** START OF QUOTED TEXT **
Penn State Law's Mathews wins award for best dissertation in public law

UNIVERSITY PARK, Pa. — The American Political Science Association (APSA) has awarded Penn State Law Assistant Professor Jud Mathews with the 2016 Edwin S. Corwin Award for the best doctoral dissertation in the field of public law.

Mathews’ dissertation, “Constitutional Rights, Private Law, and Judicial Power,” compares how rights are deployed horizontally, or allowed to regulate legal relations between private parties, in Canada, Germany and the United States. His study seeks to explain how and why courts give horizontal effect to constitutional rights, and with what effects. By taking account of the horizontal dimension of rights, Mathews offers an expanded view of the work that constitutional rights do in contemporary systems of governance.

Mathews, who is currently working on a book project related to his dissertation, takes a comparative and interdisciplinary approach in his scholarship to questions of public law. He has written extensively about techniques of constitutional rights adjudication in the United States and other jurisdictions, and, in particular, about proportionality review. His scholarship in administrative law has explored the political economy of judicial deference doctrines and the connections between administrative law and democratic theory.
** END OF QUOTED TEXT **
▶ **WHAT YOU NEED TO DO**
A) Can you repeat part of the article about the Corwin Award word for word, starting at the words "Penn State Law's" and stopping after "systems of governance."?
B) According to the article about the Corwin Award, what lets Mathews offer an expanded view of the work that constitutional rights do in contemporary systems of governance?
The listing comes from a different source than the article about the Corwin Award.
** START OF DATASET **
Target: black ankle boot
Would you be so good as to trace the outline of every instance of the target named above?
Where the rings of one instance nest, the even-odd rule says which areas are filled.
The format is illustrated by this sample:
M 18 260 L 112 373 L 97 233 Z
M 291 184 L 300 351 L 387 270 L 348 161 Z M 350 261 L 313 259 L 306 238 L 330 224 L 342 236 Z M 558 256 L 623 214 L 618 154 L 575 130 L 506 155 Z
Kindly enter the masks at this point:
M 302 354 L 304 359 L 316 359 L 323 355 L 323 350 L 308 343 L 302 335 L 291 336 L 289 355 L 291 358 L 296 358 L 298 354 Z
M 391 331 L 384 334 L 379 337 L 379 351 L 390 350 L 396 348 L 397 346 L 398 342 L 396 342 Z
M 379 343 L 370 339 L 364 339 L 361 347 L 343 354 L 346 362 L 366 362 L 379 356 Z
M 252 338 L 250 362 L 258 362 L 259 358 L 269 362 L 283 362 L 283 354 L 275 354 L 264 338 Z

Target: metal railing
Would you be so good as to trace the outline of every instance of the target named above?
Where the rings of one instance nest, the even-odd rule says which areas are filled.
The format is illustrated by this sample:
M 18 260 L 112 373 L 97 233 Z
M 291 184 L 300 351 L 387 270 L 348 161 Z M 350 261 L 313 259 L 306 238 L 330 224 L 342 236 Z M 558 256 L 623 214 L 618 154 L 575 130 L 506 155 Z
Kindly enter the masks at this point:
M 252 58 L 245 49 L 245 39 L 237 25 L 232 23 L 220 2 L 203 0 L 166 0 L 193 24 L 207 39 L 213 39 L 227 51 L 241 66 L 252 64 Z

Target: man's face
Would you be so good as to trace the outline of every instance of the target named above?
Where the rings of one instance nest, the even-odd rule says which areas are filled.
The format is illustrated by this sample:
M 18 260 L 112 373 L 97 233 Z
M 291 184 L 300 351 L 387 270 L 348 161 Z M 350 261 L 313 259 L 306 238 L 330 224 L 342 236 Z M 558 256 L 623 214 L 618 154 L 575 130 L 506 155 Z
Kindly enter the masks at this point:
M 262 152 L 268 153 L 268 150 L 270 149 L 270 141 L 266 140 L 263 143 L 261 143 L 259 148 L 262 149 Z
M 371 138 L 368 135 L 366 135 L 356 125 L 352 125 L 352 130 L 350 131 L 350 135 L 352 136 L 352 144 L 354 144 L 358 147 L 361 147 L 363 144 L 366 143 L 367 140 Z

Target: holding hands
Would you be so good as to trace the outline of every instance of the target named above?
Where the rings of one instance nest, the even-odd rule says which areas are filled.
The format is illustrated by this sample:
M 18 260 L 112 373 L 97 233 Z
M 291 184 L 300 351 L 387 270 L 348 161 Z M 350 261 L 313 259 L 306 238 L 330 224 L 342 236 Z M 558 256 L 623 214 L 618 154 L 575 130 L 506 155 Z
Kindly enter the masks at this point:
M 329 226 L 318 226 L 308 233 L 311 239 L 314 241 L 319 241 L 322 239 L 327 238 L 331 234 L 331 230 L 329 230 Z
** END OF DATASET **
▶ **EXPECTED ANSWERS**
A)
Penn State Law's Mathews wins award for best dissertation in public law

UNIVERSITY PARK, Pa. — The American Political Science Association (APSA) has awarded Penn State Law Assistant Professor Jud Mathews with the 2016 Edwin S. Corwin Award for the best doctoral dissertation in the field of public law.

Mathews’ dissertation, “Constitutional Rights, Private Law, and Judicial Power,” compares how rights are deployed horizontally, or allowed to regulate legal relations between private parties, in Canada, Germany and the United States. His study seeks to explain how and why courts give horizontal effect to constitutional rights, and with what effects. By taking account of the horizontal dimension of rights, Mathews offers an expanded view of the work that constitutional rights do in contemporary systems of governance.

B) He takes account of the horizontal dimension of rights. That means rights are allowed to regulate legal relations between private parties.